(Extract to read begins)
Recent research led by Harvard Medical School (HMS), in collaboration with MIT and Stanford University, suggests that while medical AI tools have the potential to enhance the interpretation of images like X-rays and CT scans for more accurate diagnoses, their effectiveness may differ among clinicians.
The study findings suggest that individual clinician differences shape the interaction between human and machine in critical ways that researchers do not yet fully understand. The analysis, published in Nature Medicine, is based on data from an earlier working paper by the same research group released by the National Bureau of Economic Research. In some instances, the research showed, use of AI can interfere with a radiologist’s performance and interfere with the accuracy of their interpretation.
“We find that different radiologists, indeed, react differently to AI assistance. Some are helped while others are hurt by it,” says co-senior author Pranav Rajpurkar, PhD, assistant professor of biomedical informatics in the Blavatnik Institute at HMS. “What this means is that we should not look at radiologists as a uniform population and consider just the ‘average’ effect of AI on their performance. To maximize benefits and minimize harm, we need to personalize assistive AI systems.”
The findings underscore the importance of carefully calibrated implementation of AI into clinical practice, but they should in no way discourage the adoption of AI in radiologists’ offices and clinics, the researchers said. Instead, the results should signal the need to better understand how humans and AI interact and to design carefully calibrated approaches that boost human performance rather than hurt it.
“Clinicians have different levels of expertise, experience, and decision-making styles, so ensuring that AI reflects this diversity is critical for targeted implementation,” says Feiyang “Kathy” Yu, who conducted the work while at the Rajpurkar lab. “Individual factors and variation would be key in ensuring that AI advances rather than interferes with performance and, ultimately, with diagnosis,.”
(Extract to read ends)
(Source material begins)
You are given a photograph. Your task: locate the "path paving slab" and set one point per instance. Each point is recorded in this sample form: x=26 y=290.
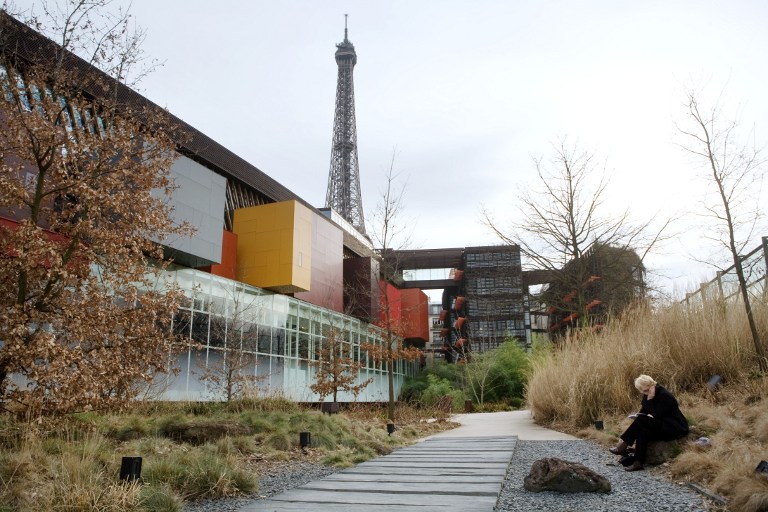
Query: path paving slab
x=459 y=474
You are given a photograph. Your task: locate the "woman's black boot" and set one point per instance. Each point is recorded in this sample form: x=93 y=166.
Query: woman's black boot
x=620 y=449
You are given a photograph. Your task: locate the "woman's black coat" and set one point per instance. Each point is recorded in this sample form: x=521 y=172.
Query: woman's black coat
x=663 y=406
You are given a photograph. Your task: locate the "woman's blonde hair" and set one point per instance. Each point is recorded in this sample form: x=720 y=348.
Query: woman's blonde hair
x=644 y=382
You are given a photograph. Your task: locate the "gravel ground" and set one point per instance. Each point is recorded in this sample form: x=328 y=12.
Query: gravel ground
x=639 y=491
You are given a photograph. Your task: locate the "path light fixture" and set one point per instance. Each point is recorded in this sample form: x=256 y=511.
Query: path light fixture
x=130 y=469
x=714 y=382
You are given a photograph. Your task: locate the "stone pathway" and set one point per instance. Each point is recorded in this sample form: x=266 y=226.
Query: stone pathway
x=438 y=474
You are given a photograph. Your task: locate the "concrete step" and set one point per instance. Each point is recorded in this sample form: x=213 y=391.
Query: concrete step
x=438 y=474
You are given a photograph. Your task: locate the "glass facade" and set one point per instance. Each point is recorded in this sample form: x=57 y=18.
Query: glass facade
x=281 y=335
x=726 y=285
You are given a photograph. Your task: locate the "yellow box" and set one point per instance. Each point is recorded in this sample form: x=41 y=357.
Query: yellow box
x=274 y=246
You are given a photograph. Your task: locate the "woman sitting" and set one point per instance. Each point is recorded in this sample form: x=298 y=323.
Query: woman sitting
x=659 y=419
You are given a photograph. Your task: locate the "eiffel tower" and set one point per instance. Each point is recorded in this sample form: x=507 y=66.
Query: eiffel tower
x=343 y=194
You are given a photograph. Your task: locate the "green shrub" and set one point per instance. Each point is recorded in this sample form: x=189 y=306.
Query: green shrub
x=439 y=388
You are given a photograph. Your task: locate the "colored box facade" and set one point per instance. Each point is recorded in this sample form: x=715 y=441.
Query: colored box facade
x=274 y=246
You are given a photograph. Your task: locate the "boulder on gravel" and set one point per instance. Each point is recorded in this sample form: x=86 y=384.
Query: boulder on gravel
x=553 y=474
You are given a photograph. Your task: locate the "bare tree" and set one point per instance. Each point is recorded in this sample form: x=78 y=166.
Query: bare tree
x=390 y=233
x=336 y=368
x=85 y=314
x=735 y=168
x=228 y=366
x=565 y=219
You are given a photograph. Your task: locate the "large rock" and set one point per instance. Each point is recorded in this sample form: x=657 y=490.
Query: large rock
x=553 y=474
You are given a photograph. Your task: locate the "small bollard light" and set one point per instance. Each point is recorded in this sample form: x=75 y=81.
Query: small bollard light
x=130 y=469
x=714 y=382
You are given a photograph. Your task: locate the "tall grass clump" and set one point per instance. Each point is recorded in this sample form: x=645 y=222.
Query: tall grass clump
x=586 y=377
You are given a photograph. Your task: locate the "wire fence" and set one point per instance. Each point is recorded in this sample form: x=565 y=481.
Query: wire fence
x=726 y=285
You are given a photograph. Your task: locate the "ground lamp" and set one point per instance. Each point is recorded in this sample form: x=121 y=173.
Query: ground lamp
x=130 y=469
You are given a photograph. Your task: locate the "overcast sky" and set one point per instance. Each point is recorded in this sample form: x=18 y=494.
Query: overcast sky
x=467 y=93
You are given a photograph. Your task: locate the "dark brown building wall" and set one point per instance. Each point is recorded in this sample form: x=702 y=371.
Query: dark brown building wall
x=327 y=281
x=361 y=288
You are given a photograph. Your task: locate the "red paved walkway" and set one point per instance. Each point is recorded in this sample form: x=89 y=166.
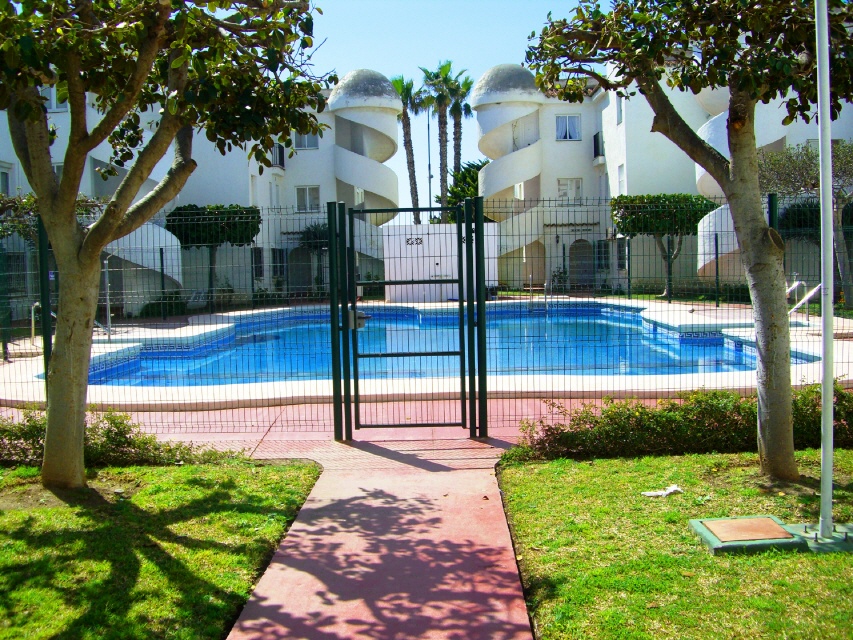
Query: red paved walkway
x=398 y=539
x=402 y=537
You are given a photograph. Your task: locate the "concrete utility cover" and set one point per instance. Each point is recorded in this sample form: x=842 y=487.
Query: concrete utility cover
x=743 y=529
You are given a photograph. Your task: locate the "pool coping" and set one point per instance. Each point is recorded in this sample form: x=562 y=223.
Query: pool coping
x=26 y=387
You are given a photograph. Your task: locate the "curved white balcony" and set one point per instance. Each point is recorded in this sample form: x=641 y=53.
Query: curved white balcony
x=519 y=166
x=370 y=175
x=365 y=105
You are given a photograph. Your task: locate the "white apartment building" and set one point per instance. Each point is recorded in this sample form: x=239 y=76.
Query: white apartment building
x=554 y=162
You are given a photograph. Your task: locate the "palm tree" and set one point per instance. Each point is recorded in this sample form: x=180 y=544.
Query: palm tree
x=439 y=84
x=460 y=90
x=413 y=104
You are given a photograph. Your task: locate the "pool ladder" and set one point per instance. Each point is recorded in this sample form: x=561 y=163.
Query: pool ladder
x=809 y=295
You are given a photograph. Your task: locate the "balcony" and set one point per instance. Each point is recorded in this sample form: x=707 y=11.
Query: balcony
x=277 y=156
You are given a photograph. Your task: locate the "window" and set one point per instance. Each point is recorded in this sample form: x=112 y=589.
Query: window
x=277 y=259
x=307 y=199
x=622 y=253
x=568 y=127
x=277 y=155
x=604 y=186
x=570 y=189
x=602 y=255
x=306 y=141
x=258 y=263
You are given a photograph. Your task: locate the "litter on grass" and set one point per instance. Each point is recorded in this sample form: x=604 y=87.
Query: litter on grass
x=673 y=488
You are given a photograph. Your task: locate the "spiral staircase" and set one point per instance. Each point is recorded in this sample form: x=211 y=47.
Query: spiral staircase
x=507 y=102
x=365 y=106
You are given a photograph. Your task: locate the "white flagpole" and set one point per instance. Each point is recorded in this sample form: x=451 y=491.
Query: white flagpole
x=826 y=243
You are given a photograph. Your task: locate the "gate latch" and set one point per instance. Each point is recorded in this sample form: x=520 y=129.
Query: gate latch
x=357 y=321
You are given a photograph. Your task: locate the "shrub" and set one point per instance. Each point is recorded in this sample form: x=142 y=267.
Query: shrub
x=695 y=422
x=111 y=439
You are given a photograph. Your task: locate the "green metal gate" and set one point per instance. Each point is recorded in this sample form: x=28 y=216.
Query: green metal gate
x=467 y=348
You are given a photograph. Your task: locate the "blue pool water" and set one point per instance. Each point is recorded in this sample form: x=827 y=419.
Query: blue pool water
x=594 y=340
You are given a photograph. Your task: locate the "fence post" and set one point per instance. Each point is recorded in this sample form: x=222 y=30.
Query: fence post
x=717 y=268
x=107 y=301
x=44 y=297
x=344 y=269
x=479 y=237
x=252 y=276
x=162 y=284
x=669 y=269
x=5 y=306
x=334 y=321
x=472 y=325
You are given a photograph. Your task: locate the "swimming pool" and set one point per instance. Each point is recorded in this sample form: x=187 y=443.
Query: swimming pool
x=590 y=339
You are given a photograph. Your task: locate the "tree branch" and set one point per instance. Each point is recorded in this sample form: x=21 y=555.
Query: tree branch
x=74 y=161
x=670 y=123
x=166 y=190
x=31 y=140
x=144 y=63
x=104 y=230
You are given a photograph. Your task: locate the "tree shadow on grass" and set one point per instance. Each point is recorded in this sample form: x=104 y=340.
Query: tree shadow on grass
x=372 y=566
x=65 y=564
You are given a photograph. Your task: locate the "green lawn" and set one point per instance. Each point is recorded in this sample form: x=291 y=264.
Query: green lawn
x=146 y=552
x=599 y=560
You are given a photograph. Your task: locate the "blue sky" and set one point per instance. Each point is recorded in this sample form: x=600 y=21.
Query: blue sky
x=398 y=36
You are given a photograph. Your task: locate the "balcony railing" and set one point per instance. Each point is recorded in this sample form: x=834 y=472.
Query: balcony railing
x=598 y=145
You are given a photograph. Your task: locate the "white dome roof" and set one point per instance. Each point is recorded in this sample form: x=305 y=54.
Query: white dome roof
x=364 y=88
x=506 y=83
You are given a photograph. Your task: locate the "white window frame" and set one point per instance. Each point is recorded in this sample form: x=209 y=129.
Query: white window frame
x=306 y=190
x=570 y=189
x=303 y=141
x=568 y=138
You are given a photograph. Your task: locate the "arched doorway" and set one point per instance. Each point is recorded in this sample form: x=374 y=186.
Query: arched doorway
x=581 y=265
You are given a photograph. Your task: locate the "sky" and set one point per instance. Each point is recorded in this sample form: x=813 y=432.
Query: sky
x=396 y=37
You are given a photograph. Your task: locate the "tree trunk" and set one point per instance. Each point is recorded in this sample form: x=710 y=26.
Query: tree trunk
x=457 y=143
x=762 y=252
x=842 y=257
x=442 y=161
x=410 y=163
x=63 y=465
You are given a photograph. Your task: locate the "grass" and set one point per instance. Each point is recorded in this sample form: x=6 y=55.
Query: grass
x=599 y=560
x=165 y=552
(Source material ends)
Requirement 1:
Based on the article above about AI assistance for radiologists, decide whether each statement agrees with it. Answer yes or no for each, and quote the words that decide it.
(a) The analysis appeared in Nature Medicine.
(b) The researchers say the findings should discourage radiologists' offices and clinics from adopting AI.
(c) Pranav Rajpurkar is an associate professor of biomedical informatics.
Requirement 2:
According to the article above about AI assistance for radiologists, which organization released the earlier working paper that the analysis draws on?

Written solution 1:
(a) Yes: "The analysis, published in Nature Medicine"
(b) No: "they should in no way discourage the adoption of AI in radiologists’ offices and clinics"
(c) No: "assistant professor of biomedical informatics in the Blavatnik Institute at HMS"

Written solution 2:
The National Bureau of Economic Research released it.